(What to produce)
Could you write out the records below exactly as they appear?

(Extracted records)
>>>>

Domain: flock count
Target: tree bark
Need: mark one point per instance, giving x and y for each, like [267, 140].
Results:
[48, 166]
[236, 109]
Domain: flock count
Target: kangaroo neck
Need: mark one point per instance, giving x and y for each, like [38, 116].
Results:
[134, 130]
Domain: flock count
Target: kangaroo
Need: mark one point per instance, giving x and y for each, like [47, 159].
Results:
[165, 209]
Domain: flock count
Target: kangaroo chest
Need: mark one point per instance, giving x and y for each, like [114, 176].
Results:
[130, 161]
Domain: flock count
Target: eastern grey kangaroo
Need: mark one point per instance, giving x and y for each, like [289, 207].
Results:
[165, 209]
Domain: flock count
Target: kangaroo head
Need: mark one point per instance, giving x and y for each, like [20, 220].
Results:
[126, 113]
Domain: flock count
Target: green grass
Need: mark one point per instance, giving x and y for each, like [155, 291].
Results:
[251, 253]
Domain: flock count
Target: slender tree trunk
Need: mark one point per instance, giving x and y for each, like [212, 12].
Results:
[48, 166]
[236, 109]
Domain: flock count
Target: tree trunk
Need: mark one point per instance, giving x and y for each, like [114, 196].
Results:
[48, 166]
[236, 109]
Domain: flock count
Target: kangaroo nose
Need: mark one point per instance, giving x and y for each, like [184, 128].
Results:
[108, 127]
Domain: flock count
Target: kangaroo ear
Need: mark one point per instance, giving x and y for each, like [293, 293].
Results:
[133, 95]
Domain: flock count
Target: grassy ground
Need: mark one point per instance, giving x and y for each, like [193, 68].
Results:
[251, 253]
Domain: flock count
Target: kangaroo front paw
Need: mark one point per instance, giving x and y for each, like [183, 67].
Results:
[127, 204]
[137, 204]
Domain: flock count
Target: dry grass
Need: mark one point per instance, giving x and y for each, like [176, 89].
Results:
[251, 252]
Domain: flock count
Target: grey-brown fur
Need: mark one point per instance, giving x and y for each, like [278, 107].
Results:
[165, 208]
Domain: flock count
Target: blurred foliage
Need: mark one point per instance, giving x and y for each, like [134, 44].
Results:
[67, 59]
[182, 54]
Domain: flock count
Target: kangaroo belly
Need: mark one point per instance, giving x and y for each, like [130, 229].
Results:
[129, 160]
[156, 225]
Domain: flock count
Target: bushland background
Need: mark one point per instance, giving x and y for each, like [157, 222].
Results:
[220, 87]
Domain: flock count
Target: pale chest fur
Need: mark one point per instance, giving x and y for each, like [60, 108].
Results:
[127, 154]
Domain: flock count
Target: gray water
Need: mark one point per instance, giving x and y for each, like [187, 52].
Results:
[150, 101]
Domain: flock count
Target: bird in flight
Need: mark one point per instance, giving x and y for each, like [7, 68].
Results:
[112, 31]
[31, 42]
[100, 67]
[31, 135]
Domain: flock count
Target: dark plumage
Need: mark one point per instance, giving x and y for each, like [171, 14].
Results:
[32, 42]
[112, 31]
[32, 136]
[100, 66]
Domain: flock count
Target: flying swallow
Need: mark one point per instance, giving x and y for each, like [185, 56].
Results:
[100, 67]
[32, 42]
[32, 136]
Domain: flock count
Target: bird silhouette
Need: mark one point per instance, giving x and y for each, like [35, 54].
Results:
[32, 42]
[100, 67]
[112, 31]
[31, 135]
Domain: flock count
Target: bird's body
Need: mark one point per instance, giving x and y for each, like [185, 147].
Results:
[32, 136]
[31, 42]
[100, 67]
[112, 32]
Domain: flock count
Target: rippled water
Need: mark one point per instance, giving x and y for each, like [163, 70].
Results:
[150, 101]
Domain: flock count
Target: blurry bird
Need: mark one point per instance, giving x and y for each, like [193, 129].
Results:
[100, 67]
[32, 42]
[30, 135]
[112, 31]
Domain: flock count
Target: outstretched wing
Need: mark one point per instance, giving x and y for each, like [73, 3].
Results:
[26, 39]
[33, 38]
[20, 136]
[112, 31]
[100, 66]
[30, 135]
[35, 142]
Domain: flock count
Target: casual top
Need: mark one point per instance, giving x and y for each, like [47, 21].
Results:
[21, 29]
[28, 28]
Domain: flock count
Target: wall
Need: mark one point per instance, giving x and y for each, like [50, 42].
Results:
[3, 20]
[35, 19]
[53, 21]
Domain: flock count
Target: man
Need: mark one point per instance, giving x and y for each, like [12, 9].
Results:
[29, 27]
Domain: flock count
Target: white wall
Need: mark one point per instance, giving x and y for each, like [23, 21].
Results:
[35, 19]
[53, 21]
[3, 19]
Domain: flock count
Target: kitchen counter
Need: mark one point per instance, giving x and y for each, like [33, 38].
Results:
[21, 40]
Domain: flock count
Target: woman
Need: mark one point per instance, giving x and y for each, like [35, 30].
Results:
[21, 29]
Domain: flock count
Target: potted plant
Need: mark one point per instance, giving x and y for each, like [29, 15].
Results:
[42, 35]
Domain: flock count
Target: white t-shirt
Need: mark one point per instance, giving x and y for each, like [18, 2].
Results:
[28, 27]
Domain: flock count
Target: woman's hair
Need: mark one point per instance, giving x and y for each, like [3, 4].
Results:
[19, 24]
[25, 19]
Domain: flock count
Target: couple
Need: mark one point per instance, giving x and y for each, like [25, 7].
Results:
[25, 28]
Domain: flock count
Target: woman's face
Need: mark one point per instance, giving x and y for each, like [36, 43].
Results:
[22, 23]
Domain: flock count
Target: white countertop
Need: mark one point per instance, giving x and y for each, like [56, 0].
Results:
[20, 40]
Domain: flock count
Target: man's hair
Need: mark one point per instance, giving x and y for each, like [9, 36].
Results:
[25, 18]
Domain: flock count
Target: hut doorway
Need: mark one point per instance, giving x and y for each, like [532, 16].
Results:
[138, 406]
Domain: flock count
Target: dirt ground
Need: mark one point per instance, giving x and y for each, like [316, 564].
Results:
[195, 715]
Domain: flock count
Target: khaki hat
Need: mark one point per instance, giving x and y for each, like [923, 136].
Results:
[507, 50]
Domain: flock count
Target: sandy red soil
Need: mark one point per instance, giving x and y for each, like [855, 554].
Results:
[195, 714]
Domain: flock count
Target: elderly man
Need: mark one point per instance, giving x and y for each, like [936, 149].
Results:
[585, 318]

<<<<

(Solution to the problem)
Domain: flock count
Target: tree bark
Need: mark one point per instance, giving x and y for each, like [267, 140].
Results:
[48, 166]
[236, 109]
Domain: flock count
Target: kangaroo neck
Need: mark one point per instance, giving x and y for each, like [38, 116].
Results:
[134, 130]
Domain: flock count
Target: kangaroo
Need: mark one point per instance, giving x and y for each, like [47, 159].
Results:
[165, 209]
Domain: flock count
Target: kangaroo chest
Need: mark one point per instance, giving x and y for each, like [114, 176].
Results:
[130, 161]
Domain: flock count
Target: eastern grey kangaroo
Need: mark one point per instance, giving x and y for each, like [289, 207].
Results:
[165, 209]
Domain: flock count
Target: kangaroo head
Need: mark one point per instance, giving x and y for each, like [20, 220].
Results:
[126, 113]
Domain: flock count
Target: green grass
Need: mark one point per instance, giving x and y for each, like [155, 291].
Results:
[251, 253]
Domain: flock count
Target: slender tree trunk
Need: mark one point per instance, giving x and y for each, like [212, 12].
Results:
[48, 166]
[236, 109]
Domain: flock count
Target: tree trunk
Need: mark one point per instance, giving x and y for each, like [114, 196].
Results:
[48, 166]
[236, 109]
Domain: flock count
Target: kangaroo nose
Need: mark one point per instance, giving x and y for each, like [184, 128].
Results:
[108, 127]
Domain: flock count
Target: kangaroo ear
Need: mark one point per instance, giving x and y for each, like [293, 293].
Results:
[133, 95]
Domain: flock count
Target: grassy ground
Need: mark one point per instance, giving x and y for each, like [193, 68].
Results:
[251, 253]
Domain: flock count
Target: kangaroo front paw
Need: mark one point per instance, giving x and y for each, like [183, 67].
Results:
[127, 204]
[137, 204]
Domain: flock count
Target: dry grass
Need: mark one point per instance, giving x and y for each, like [176, 89].
Results:
[251, 252]
Domain: flock count
Target: grey-brown fur
Need: mark one point per instance, giving x and y for each, like [278, 107].
Results:
[165, 208]
Domain: flock count
Target: blurred foliage
Need: mark one point per instance, giving x and y for each, like [134, 44].
Results:
[67, 59]
[182, 54]
Domain: flock count
Target: kangaroo belly
Need: mark one point per instance, giving x and y for each, like [130, 229].
Results:
[129, 160]
[156, 225]
Domain: flock count
Target: bushland background
Need: mark one point per instance, giving x and y for each, like [157, 222].
Results:
[220, 87]
Domain: flock count
Target: pale chest fur
Need: mark one point per instance, giving x and y for each, like [60, 108].
Results:
[127, 154]
Domain: flock count
Target: gray water
Need: mark one point per instance, giving x and y for each, like [187, 52].
Results:
[150, 101]
Domain: flock count
Target: bird in flight
Need: mark one point per instance, giving x and y for each, like [7, 68].
Results:
[112, 31]
[31, 42]
[100, 67]
[31, 135]
Domain: flock count
Target: dark plumage
Need: mark one point per instance, giving x and y for each, like [171, 14].
Results:
[32, 42]
[112, 31]
[32, 136]
[100, 66]
Domain: flock count
Target: flying swallow
Need: mark one point per instance, giving x and y for each, like [185, 56].
Results:
[100, 67]
[32, 42]
[32, 136]
Domain: flock count
Target: bird silhouette
Need: mark one point per instance, giving x and y for each, like [35, 54].
Results:
[32, 42]
[100, 67]
[112, 31]
[31, 135]
Domain: flock count
Target: bird's body
Need: mark one point per instance, giving x and y for each, like [185, 147].
Results:
[32, 136]
[31, 42]
[100, 67]
[112, 32]
Domain: flock count
Target: rippled water
Need: mark one point per instance, giving x and y for each, like [163, 70].
Results:
[150, 101]
Domain: flock count
Target: blurry bird
Need: mark one point per instance, giving x and y for each, like [193, 129].
Results:
[100, 67]
[32, 42]
[30, 135]
[112, 31]
Domain: flock count
Target: outstretched wing
Need: mark one point per instance, giving x and y for each, like [73, 3].
Results:
[26, 39]
[33, 38]
[20, 136]
[112, 31]
[100, 66]
[30, 135]
[35, 142]
Domain: flock count
Target: casual top
Need: mark one point per instance, giving x and y for each, like [47, 21].
Results:
[21, 29]
[28, 28]
Domain: flock count
Target: wall
Need: mark one point per instance, giving x and y for each, like [50, 42].
Results:
[3, 20]
[35, 19]
[53, 21]
Domain: flock count
Target: man
Need: mark one point per instance, giving x and y for each, like [12, 9].
Results:
[29, 27]
Domain: flock count
Target: white wall
Need: mark one point per instance, giving x and y for each, like [23, 21].
Results:
[35, 19]
[53, 21]
[3, 19]
Domain: flock count
Target: kitchen counter
Need: mark one point per instance, giving x and y for each, like [33, 38].
Results:
[21, 40]
Domain: flock count
Target: woman
Need: mark one point per instance, giving x and y for each, like [35, 30].
Results:
[21, 29]
Domain: flock count
Target: potted plant
Need: mark one point per instance, giving x and y for each, like [29, 15].
Results:
[42, 35]
Domain: flock count
Target: white t-shirt
Need: mark one point per instance, giving x and y for each, like [18, 2].
Results:
[28, 27]
Domain: flock count
Target: woman's hair
Need: mark one point per instance, giving x and y for each, like [3, 4].
Results:
[19, 24]
[25, 19]
Domain: flock count
Target: couple
Need: mark one point per instance, giving x and y for each, like [25, 7].
Results:
[25, 28]
Domain: flock count
Target: woman's face
Need: mark one point per instance, giving x and y for each, like [36, 43].
Results:
[22, 23]
Domain: flock count
Target: white countertop
Need: mark one point per instance, giving x and y for each, like [56, 0].
Results:
[20, 40]
Domain: flock count
Target: man's hair
Need: mark one point per instance, giving x and y for each, like [9, 36].
Results:
[25, 18]
Domain: flock count
Target: hut doorway
Need: mark one point per instance, giving x and y for each, like [532, 16].
Results:
[138, 406]
Domain: flock count
Target: dirt ground
Need: mark one point per instance, giving x and y for each, like [316, 564].
Results:
[195, 715]
Domain: flock count
Target: khaki hat
Need: mark one point per instance, giving x and y for each, like [923, 136].
Results:
[507, 50]
Domain: flock count
Target: sandy red soil
Need: mark one point per instance, giving x and y for each, like [855, 554].
Results:
[195, 714]
Domain: flock count
Target: elderly man
Need: mark one point per instance, giving x and y for each, like [936, 149].
Results:
[585, 318]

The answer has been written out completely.